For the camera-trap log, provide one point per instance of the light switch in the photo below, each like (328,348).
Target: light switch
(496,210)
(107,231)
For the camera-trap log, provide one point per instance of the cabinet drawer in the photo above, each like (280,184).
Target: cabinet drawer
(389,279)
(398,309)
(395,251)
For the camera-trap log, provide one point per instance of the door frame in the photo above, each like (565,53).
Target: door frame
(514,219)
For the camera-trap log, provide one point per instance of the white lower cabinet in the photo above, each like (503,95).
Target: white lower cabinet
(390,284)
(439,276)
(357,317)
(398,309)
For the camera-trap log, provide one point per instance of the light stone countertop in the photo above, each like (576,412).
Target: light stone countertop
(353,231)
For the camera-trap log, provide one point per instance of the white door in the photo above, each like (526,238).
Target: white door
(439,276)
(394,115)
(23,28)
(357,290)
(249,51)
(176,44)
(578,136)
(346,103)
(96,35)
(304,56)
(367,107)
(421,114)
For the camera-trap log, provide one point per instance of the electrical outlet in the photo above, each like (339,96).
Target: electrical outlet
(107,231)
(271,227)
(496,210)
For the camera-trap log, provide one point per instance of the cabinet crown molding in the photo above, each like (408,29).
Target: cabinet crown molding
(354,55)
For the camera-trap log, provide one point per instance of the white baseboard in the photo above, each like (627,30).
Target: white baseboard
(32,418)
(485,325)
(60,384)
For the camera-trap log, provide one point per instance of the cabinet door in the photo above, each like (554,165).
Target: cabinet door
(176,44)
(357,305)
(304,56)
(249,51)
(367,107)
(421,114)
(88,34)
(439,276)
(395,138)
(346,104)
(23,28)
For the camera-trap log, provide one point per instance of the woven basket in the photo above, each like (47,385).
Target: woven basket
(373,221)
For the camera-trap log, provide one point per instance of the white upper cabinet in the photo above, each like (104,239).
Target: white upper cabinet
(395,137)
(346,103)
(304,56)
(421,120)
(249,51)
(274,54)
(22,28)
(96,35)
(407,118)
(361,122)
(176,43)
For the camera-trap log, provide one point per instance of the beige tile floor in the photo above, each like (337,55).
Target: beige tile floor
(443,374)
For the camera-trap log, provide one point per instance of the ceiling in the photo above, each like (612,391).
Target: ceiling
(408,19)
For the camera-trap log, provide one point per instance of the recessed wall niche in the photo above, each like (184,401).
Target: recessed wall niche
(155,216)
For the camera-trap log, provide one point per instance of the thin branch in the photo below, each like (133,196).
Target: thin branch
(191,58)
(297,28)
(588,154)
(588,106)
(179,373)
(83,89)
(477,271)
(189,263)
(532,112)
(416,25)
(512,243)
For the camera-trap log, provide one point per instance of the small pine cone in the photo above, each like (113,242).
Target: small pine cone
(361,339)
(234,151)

------------------------------------

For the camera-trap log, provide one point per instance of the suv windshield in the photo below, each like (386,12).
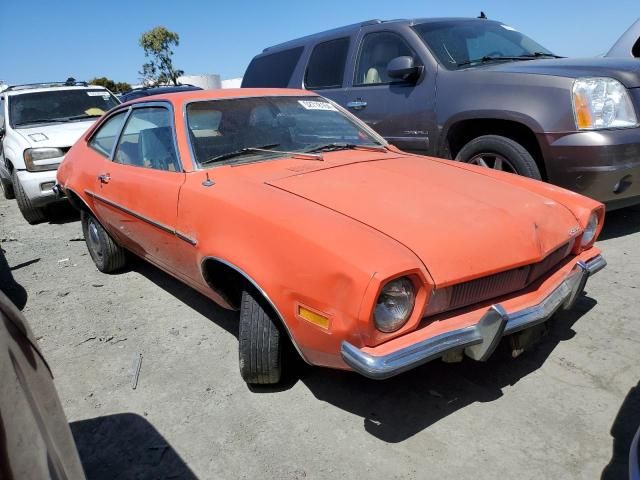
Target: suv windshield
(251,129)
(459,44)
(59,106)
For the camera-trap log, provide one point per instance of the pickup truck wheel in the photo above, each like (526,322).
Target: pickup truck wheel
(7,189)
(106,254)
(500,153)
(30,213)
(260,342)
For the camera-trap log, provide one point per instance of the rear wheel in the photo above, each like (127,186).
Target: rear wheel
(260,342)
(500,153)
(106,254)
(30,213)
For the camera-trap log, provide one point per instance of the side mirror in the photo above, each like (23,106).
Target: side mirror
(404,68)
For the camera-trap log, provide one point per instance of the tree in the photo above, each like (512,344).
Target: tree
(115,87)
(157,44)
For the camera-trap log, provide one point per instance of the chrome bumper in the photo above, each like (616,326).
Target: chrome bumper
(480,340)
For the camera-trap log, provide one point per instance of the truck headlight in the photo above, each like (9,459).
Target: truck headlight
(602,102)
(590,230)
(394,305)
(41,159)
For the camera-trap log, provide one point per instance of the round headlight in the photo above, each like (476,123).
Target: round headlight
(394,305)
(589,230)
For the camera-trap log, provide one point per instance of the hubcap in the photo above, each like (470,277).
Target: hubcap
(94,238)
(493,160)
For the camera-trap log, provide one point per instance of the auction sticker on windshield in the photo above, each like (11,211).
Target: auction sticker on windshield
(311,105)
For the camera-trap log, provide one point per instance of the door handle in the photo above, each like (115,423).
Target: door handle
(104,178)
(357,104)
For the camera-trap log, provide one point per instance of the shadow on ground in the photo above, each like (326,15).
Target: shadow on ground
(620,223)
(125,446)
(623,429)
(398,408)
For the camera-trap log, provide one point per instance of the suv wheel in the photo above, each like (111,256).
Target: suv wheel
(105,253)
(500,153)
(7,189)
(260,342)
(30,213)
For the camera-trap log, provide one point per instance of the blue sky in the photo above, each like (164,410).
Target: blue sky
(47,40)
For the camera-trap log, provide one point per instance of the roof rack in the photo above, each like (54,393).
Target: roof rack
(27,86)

------------------------------------

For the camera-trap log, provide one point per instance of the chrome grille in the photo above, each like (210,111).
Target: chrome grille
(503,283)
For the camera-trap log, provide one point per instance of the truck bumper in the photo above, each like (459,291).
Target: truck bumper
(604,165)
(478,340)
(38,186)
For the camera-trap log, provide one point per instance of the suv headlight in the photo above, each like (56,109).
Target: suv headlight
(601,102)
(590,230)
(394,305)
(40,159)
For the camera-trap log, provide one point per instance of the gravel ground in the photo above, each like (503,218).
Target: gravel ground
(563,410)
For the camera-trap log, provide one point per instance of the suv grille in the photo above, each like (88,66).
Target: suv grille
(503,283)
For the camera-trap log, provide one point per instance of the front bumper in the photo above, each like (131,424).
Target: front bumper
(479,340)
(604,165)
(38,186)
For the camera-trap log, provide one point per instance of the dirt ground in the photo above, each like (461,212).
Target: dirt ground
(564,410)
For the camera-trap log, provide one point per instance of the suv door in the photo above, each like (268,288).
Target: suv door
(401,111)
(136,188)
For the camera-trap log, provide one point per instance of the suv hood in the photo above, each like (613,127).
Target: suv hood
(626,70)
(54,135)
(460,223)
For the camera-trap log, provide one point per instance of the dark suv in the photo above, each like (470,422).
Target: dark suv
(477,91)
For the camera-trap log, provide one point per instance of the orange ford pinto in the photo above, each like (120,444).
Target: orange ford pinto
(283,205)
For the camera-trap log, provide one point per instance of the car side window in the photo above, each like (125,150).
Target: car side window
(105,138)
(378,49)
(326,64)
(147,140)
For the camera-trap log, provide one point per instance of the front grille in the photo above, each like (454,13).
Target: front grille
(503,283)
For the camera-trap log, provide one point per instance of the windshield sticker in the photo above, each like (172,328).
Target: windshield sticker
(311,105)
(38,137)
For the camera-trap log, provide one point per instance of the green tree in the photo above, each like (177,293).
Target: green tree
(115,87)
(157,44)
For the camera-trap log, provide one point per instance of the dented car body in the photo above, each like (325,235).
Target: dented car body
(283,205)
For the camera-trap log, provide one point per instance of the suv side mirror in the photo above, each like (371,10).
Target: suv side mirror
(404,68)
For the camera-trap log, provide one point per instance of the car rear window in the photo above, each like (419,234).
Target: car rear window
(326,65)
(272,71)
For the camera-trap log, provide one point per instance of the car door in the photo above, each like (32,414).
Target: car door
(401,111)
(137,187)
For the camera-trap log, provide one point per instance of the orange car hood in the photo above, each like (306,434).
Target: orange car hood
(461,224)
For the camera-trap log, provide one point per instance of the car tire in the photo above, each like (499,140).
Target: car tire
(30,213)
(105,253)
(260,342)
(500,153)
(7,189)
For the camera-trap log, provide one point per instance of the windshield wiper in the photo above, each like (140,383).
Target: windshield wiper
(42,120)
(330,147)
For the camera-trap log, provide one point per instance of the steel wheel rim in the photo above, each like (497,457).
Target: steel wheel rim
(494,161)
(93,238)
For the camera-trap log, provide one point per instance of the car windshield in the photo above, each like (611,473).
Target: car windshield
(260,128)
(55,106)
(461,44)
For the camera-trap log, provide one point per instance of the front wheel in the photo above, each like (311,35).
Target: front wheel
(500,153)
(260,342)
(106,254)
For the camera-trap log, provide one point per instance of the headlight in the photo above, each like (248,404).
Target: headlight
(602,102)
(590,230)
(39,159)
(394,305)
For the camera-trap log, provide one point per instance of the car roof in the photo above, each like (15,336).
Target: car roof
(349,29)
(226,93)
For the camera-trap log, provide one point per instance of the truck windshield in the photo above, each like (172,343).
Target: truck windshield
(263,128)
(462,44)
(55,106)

------------------------------------

--- Task ---
For the word "below", show every line of the entries that holds it.

--- Task solution ---
For the camera-trap log, provide one point per instance of the light switch in the photo below, each like (328,348).
For the camera-trap log, provide one point per instance of the thin branch in the photo below, each like (133,196).
For the camera-trap log, provide one point per instance of the suv windshield in the photo below, each like (386,12).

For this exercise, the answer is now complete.